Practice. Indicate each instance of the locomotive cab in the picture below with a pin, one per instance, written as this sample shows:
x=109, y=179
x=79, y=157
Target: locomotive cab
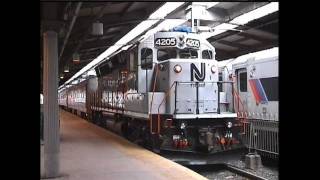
x=182, y=67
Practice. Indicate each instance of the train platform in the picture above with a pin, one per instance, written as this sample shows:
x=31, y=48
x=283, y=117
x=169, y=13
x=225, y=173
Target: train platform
x=91, y=152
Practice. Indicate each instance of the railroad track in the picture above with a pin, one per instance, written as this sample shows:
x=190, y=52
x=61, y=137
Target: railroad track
x=220, y=167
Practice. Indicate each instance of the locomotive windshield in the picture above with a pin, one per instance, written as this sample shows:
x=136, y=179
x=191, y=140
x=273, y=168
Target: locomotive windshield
x=172, y=53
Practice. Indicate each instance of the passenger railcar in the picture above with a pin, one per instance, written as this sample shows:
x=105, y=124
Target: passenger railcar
x=163, y=92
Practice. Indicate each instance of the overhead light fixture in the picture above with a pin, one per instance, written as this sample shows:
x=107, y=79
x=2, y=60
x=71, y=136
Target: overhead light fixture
x=256, y=14
x=244, y=19
x=97, y=28
x=76, y=58
x=162, y=12
x=206, y=4
x=218, y=30
x=66, y=68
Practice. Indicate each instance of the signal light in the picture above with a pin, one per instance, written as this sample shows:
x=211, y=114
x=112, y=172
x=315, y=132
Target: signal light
x=177, y=68
x=213, y=69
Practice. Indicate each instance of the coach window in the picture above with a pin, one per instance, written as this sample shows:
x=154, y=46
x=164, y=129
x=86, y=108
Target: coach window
x=270, y=86
x=164, y=54
x=243, y=81
x=146, y=58
x=207, y=54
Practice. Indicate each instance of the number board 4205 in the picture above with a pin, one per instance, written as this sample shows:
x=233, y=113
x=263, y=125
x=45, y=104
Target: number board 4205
x=193, y=43
x=165, y=42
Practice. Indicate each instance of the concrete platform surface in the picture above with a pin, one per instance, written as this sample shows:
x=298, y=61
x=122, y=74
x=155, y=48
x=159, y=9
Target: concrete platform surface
x=88, y=152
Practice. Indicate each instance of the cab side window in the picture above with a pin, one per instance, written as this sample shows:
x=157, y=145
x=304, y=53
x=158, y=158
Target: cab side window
x=207, y=54
x=146, y=58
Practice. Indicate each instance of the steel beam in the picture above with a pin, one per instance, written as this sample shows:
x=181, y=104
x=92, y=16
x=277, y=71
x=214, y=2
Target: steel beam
x=51, y=111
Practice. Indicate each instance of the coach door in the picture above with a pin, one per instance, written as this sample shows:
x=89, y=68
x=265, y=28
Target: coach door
x=242, y=88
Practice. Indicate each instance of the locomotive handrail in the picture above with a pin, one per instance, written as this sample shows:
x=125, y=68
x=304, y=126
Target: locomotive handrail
x=210, y=82
x=154, y=87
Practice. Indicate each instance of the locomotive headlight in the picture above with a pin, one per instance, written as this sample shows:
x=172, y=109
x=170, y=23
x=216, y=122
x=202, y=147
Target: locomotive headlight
x=229, y=124
x=213, y=69
x=177, y=68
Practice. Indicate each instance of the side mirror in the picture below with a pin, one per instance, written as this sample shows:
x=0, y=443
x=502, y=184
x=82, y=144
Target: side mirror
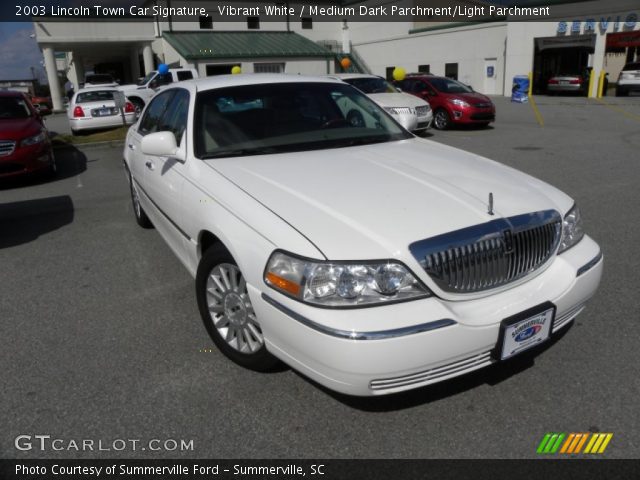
x=161, y=144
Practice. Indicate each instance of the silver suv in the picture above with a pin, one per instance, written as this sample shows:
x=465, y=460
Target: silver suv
x=629, y=80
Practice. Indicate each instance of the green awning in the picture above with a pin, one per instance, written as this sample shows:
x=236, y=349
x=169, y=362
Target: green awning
x=238, y=45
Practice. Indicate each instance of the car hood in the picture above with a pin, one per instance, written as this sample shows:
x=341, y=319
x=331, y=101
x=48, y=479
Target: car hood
x=472, y=98
x=396, y=100
x=371, y=202
x=17, y=129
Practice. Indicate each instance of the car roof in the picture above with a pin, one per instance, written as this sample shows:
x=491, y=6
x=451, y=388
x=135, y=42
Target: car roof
x=97, y=88
x=11, y=93
x=347, y=76
x=222, y=81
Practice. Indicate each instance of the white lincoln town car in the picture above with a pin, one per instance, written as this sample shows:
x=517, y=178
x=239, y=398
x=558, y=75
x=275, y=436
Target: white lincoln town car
x=368, y=259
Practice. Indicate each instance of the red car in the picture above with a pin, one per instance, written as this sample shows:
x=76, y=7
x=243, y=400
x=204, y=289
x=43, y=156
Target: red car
x=25, y=146
x=452, y=102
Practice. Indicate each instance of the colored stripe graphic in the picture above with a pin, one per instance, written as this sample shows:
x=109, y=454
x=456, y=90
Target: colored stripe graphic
x=550, y=443
x=572, y=443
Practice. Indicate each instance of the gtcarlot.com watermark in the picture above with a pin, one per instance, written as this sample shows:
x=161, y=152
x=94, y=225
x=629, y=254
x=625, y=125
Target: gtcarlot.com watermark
x=47, y=443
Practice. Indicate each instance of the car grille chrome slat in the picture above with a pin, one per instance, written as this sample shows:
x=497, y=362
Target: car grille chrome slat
x=429, y=376
x=7, y=148
x=490, y=255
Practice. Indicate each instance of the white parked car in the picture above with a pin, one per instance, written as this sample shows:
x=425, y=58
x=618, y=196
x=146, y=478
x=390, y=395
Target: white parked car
x=368, y=259
x=628, y=80
x=96, y=108
x=411, y=112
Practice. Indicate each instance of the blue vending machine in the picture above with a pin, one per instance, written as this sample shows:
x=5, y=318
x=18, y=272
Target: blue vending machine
x=520, y=89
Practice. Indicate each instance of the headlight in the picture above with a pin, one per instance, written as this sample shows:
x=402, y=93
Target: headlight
x=458, y=102
x=41, y=137
x=572, y=231
x=342, y=284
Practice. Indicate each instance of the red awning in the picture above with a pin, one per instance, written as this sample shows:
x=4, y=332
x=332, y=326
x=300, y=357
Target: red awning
x=623, y=39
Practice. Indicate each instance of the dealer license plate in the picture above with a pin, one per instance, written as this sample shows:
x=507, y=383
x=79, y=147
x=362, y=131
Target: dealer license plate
x=525, y=330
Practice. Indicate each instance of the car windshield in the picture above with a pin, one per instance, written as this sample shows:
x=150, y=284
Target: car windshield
x=99, y=78
x=288, y=117
x=447, y=85
x=14, y=107
x=95, y=96
x=147, y=79
x=371, y=85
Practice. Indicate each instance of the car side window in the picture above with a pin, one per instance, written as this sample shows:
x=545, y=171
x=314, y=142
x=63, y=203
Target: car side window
x=152, y=115
x=176, y=114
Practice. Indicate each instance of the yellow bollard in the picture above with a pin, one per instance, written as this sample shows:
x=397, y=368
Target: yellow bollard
x=592, y=78
x=601, y=83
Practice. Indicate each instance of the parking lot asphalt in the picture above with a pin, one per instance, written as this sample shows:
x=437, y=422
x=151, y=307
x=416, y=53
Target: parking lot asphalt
x=103, y=341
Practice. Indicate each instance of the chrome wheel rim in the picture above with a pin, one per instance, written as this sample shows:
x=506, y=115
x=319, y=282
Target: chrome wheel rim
x=231, y=311
x=441, y=119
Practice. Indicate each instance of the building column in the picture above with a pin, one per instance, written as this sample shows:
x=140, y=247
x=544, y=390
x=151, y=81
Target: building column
x=147, y=55
x=52, y=78
x=135, y=64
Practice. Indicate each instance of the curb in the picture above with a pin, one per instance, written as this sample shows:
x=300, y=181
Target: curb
x=89, y=145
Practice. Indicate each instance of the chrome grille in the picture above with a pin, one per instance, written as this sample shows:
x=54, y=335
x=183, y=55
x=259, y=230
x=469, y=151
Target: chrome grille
x=490, y=255
x=433, y=375
x=6, y=147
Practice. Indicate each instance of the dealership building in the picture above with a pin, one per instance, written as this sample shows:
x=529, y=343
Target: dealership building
x=578, y=37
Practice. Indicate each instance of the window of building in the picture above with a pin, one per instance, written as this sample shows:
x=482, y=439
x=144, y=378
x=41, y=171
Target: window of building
x=206, y=22
x=451, y=70
x=268, y=67
x=253, y=23
x=219, y=69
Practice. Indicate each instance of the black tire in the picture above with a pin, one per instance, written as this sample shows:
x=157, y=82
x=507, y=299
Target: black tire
x=244, y=343
x=441, y=119
x=138, y=211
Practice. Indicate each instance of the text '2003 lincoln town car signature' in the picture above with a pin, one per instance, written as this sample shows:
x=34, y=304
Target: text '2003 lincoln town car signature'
x=368, y=259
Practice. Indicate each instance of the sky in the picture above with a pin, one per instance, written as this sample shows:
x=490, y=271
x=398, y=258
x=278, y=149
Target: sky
x=19, y=52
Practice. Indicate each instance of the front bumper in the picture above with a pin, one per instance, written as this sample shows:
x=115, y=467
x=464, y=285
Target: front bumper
x=403, y=346
x=25, y=160
x=472, y=115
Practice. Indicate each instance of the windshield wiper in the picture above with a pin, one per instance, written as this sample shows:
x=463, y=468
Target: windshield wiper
x=239, y=152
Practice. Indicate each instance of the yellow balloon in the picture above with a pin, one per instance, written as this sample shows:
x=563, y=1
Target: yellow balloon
x=399, y=74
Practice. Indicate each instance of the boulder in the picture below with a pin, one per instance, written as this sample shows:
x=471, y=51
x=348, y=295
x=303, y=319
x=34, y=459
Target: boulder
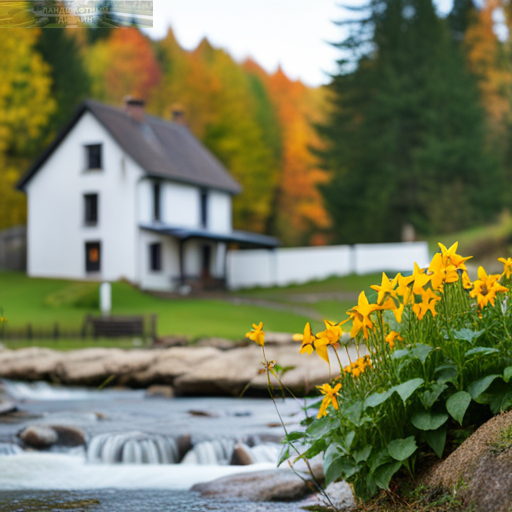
x=69, y=436
x=241, y=455
x=220, y=343
x=480, y=470
x=38, y=436
x=159, y=390
x=270, y=485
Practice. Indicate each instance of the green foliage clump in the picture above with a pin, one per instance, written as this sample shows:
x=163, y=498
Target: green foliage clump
x=438, y=361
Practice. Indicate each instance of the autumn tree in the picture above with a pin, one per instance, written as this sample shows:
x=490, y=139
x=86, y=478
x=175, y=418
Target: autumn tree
x=25, y=107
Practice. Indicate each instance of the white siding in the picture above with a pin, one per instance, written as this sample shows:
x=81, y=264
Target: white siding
x=56, y=230
x=219, y=212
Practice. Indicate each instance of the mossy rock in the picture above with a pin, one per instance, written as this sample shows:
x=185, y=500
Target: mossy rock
x=480, y=470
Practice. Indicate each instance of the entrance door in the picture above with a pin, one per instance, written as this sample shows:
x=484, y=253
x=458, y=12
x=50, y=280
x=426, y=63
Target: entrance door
x=207, y=259
x=92, y=257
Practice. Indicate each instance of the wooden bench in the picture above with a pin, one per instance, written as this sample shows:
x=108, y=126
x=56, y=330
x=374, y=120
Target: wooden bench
x=119, y=326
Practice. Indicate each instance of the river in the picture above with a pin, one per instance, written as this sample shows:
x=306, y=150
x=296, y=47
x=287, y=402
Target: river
x=132, y=454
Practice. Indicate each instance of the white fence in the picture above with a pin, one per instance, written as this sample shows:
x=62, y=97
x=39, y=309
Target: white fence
x=280, y=267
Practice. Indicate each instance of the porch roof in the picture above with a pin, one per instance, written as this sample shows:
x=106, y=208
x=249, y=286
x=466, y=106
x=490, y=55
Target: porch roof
x=241, y=237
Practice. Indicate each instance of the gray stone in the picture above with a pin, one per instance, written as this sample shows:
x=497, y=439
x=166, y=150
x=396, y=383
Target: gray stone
x=39, y=437
x=241, y=456
x=161, y=391
x=271, y=485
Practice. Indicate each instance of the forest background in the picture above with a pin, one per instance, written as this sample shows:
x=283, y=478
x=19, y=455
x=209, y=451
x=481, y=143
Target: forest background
x=414, y=129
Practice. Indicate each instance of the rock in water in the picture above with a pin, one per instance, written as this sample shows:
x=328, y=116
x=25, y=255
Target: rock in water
x=160, y=391
x=39, y=437
x=271, y=485
x=69, y=436
x=241, y=456
x=483, y=463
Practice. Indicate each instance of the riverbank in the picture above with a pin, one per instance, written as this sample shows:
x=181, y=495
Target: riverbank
x=191, y=371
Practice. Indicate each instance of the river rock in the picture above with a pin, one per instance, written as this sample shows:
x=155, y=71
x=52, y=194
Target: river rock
x=159, y=390
x=69, y=436
x=220, y=343
x=483, y=464
x=7, y=406
x=241, y=456
x=270, y=485
x=38, y=436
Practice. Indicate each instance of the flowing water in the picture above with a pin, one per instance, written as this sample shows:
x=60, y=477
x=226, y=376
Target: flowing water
x=141, y=453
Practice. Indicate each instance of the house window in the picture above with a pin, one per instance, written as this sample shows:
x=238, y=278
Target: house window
x=93, y=156
x=92, y=257
x=91, y=209
x=204, y=208
x=156, y=201
x=155, y=257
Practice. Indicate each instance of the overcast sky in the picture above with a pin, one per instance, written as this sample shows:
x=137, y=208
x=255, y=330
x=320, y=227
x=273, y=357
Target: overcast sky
x=292, y=33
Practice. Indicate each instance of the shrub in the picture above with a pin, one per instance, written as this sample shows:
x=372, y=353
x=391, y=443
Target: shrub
x=434, y=354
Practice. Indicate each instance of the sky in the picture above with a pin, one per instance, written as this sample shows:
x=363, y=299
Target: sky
x=294, y=34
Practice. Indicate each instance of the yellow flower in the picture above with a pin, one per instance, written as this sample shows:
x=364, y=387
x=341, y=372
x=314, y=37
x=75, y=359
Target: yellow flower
x=440, y=273
x=450, y=257
x=329, y=398
x=311, y=344
x=256, y=334
x=507, y=264
x=331, y=335
x=485, y=288
x=420, y=279
x=386, y=289
x=391, y=337
x=428, y=302
x=360, y=316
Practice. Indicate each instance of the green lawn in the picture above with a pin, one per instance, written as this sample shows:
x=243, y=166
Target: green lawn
x=27, y=300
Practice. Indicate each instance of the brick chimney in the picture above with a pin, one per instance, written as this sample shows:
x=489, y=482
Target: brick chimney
x=178, y=114
x=134, y=107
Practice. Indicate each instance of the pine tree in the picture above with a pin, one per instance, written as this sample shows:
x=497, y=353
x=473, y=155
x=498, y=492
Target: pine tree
x=405, y=140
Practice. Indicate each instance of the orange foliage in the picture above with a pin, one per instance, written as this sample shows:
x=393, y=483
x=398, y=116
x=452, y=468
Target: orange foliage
x=300, y=208
x=483, y=50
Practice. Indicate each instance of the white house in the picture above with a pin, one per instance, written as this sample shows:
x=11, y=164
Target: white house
x=121, y=194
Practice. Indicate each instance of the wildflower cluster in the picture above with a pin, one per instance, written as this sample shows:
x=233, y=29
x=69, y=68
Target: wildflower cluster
x=424, y=354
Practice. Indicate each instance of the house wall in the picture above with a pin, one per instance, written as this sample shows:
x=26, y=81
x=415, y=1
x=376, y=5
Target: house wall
x=56, y=229
x=281, y=267
x=180, y=205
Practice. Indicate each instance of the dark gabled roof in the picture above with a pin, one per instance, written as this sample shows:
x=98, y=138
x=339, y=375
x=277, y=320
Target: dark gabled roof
x=241, y=237
x=162, y=148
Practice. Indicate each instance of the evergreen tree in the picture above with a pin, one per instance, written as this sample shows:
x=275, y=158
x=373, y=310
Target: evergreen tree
x=70, y=80
x=405, y=140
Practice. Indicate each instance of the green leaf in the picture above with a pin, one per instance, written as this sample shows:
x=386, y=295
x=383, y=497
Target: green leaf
x=285, y=454
x=478, y=387
x=402, y=449
x=338, y=468
x=362, y=455
x=295, y=436
x=467, y=335
x=421, y=352
x=317, y=447
x=457, y=405
x=321, y=427
x=385, y=473
x=406, y=389
x=436, y=440
x=426, y=420
x=377, y=398
x=430, y=396
x=398, y=354
x=483, y=351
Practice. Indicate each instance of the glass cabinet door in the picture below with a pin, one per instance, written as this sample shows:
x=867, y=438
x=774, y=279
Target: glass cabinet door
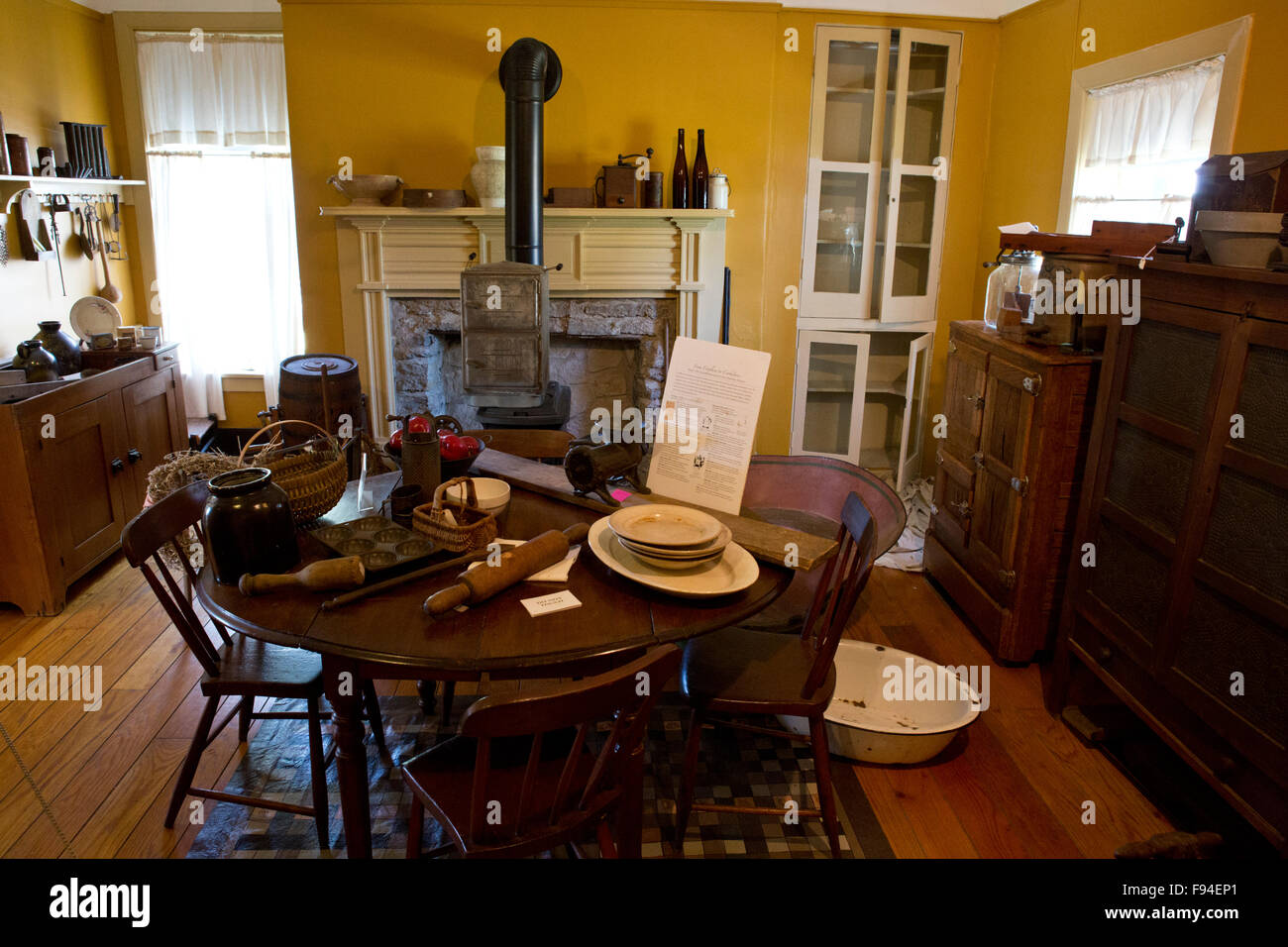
x=923, y=97
x=827, y=414
x=850, y=85
x=914, y=418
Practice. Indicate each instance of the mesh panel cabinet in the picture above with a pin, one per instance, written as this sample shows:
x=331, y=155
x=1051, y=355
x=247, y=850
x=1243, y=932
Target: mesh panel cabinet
x=1184, y=615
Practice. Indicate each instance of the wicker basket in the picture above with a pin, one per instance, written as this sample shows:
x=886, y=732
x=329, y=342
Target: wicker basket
x=313, y=474
x=465, y=528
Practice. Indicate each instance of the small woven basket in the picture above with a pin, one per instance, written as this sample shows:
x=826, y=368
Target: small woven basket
x=313, y=474
x=460, y=528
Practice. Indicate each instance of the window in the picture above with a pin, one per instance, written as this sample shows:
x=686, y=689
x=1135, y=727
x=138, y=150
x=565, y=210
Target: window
x=223, y=208
x=1141, y=144
x=1141, y=124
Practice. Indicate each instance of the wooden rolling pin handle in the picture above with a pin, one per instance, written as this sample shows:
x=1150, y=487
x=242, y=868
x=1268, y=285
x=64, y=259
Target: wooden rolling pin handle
x=317, y=577
x=516, y=565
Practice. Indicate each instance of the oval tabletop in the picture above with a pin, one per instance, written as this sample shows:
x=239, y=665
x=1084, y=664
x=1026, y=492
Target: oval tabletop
x=389, y=628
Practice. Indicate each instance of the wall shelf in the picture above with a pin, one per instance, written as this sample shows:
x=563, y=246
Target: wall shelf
x=13, y=183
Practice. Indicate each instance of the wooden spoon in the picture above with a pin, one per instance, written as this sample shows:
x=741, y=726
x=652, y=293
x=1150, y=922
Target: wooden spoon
x=110, y=292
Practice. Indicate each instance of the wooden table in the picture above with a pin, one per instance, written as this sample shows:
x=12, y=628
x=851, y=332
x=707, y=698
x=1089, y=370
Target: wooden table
x=387, y=637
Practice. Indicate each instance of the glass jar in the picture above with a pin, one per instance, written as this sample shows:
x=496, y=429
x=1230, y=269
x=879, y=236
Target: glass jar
x=1009, y=298
x=249, y=525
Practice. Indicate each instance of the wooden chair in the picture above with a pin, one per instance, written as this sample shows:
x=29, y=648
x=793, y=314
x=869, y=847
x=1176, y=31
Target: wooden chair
x=743, y=672
x=520, y=779
x=805, y=492
x=239, y=667
x=526, y=442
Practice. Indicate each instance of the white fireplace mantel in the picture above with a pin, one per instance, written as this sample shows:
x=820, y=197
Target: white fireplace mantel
x=400, y=252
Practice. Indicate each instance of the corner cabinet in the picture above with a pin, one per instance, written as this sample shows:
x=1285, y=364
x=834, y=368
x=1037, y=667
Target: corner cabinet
x=881, y=127
x=75, y=474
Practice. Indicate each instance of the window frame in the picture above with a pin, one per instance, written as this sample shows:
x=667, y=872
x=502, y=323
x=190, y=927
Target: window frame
x=1227, y=39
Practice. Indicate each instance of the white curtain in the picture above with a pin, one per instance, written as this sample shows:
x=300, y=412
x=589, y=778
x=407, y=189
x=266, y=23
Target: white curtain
x=223, y=208
x=1142, y=142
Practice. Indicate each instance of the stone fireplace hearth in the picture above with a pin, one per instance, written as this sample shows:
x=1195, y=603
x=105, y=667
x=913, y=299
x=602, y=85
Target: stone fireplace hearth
x=629, y=275
x=603, y=350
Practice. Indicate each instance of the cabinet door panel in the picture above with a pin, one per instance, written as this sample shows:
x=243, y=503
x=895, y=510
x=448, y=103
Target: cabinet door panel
x=831, y=379
x=151, y=431
x=1001, y=476
x=964, y=398
x=76, y=479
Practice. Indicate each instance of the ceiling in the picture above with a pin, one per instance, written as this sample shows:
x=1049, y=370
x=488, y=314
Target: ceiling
x=982, y=9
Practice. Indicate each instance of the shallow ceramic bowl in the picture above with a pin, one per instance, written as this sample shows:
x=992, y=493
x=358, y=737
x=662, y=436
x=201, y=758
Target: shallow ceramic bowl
x=863, y=725
x=368, y=189
x=1236, y=239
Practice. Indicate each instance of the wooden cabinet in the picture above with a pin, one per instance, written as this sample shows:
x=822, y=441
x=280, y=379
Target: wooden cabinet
x=1017, y=420
x=1184, y=615
x=75, y=472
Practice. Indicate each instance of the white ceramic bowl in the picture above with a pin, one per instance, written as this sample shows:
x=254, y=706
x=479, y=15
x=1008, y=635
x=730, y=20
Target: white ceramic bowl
x=1235, y=239
x=863, y=725
x=492, y=493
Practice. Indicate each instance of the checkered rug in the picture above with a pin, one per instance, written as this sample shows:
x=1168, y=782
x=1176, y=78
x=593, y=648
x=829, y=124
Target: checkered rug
x=735, y=768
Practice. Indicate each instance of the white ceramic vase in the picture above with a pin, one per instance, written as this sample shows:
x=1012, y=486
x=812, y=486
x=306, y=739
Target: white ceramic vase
x=488, y=175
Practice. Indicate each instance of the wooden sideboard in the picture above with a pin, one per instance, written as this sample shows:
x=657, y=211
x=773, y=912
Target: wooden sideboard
x=73, y=472
x=1184, y=615
x=1008, y=476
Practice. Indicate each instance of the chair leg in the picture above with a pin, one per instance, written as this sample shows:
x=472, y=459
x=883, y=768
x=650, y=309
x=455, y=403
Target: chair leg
x=245, y=710
x=317, y=761
x=449, y=696
x=189, y=764
x=823, y=771
x=684, y=801
x=415, y=827
x=377, y=725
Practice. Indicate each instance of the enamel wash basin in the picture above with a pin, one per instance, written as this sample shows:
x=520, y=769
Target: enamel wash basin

**Problem requirements**: Go back to the data above and please quote exactly, and only, the lines from the line with "Practice. Indicate each instance of the white ceramic bowl" through its last line.

**Correct result**:
Practice. Indicate each instance of the white ceramic bowl in the picture above with a pin, one per instance, written as this sample shows:
x=254, y=706
x=479, y=15
x=1008, y=635
x=730, y=20
Target: white ceramic bowl
x=1235, y=239
x=863, y=725
x=492, y=493
Practice. Indicate each instance of the checkered rug in the picture above with a pin, one per instance, written as this sample shows:
x=1168, y=782
x=1176, y=78
x=593, y=648
x=829, y=124
Target: checkered rug
x=735, y=768
Practice. Indicate each instance of the white ceramic vase in the picture above with a pin, one per instance, written as this sample shows:
x=1012, y=486
x=812, y=486
x=306, y=739
Target: white ceramic vase
x=488, y=175
Practice. Indicate each instance of the wooden sideboard in the picture above with a pin, one per instance, written as this sample shows:
x=657, y=211
x=773, y=912
Target: wooden sideboard
x=73, y=472
x=1184, y=615
x=1008, y=476
Practice. Indicate each instance of the chair leg in the picture above with a pin, one per instance, written as this sample shows:
x=472, y=459
x=883, y=768
x=650, y=309
x=455, y=403
Target: chair leg
x=245, y=710
x=317, y=761
x=449, y=696
x=189, y=764
x=823, y=771
x=684, y=801
x=415, y=827
x=377, y=725
Practice. Indicate each instance of the enamel wash basin in the picture above with a pin, one per instance, written as this sample shows:
x=520, y=769
Target: enamel wash basin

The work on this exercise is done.